### Your task
Please restate the passage about The Scholars, starting with "The Scholars' lineup" and going on through "drummer Greg Parkin.", changing "power pop" to "punk rock".

### Source document

+ + + +

The Scholars were an American band. Like the Nuckle Brothers, No Doubt and Reel Big Fish, they are one of the main founding bands of the Orange County ska scene.

The Scholars' lineup changed on a regular basis. Current and former members of Reel Big Fish Aaron Barrett (Guitar/Vocals), Grant Barry (Trombone) and Scott Klopfenstein (Trumpet/Vocals) all played in The Scholars. Jay Layafette, a member of the now defunct O.C. ska band called The Forces of Evil, played trumpet for them in their final days of playing shows. Their singer, Jesse Wilder, fronted a power pop group known as Teen Heroes, and also played Saxophone and Keyboard for The Scholars. He and Scott Klopfenstein later collaborated on a number of projects, including The Littlest Man Band and PAL with Scholars bassist Jake Berry and drummer Greg Parkin.

+ + + +

(Entries for bounding box labeling)
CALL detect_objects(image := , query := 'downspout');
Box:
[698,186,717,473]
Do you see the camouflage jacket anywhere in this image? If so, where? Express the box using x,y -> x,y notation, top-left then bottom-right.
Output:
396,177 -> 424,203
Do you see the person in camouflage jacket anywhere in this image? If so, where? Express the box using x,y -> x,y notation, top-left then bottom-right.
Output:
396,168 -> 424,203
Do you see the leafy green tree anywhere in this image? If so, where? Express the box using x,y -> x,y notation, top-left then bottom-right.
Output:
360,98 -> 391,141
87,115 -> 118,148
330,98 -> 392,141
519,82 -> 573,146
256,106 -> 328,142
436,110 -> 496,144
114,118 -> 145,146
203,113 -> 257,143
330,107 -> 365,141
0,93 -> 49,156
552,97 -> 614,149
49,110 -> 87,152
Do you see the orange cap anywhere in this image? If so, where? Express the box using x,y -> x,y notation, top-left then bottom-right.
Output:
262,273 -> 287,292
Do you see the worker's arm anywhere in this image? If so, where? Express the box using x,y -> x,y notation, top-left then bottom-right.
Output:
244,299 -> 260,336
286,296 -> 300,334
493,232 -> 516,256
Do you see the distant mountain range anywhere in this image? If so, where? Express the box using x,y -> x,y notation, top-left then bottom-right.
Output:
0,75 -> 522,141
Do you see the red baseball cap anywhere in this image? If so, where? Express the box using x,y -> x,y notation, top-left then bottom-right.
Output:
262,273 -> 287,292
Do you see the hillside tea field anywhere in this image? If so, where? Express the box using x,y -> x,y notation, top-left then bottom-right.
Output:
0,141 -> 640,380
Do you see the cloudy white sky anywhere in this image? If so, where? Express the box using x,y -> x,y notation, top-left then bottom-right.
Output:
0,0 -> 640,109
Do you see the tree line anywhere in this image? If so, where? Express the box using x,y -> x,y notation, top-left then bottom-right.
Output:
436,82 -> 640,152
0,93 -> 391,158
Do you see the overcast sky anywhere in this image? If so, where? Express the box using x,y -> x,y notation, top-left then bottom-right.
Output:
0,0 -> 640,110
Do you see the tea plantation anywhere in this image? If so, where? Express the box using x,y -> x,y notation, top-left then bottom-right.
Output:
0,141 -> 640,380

+ + + +

### Response to the task
The Scholars' lineup changed on a regular basis. Current and former members of Reel Big Fish Aaron Barrett (Guitar/Vocals), Grant Barry (Trombone) and Scott Klopfenstein (Trumpet/Vocals) all played in The Scholars. Jay Layafette, a member of the now defunct O.C. ska band called The Forces of Evil, played trumpet for them in their final days of playing shows. Their singer, Jesse Wilder, fronted a punk rock group known as Teen Heroes, and also played Saxophone and Keyboard for The Scholars. He and Scott Klopfenstein later collaborated on a number of projects, including The Littlest Man Band and PAL with Scholars bassist Jake Berry and drummer Greg Parkin.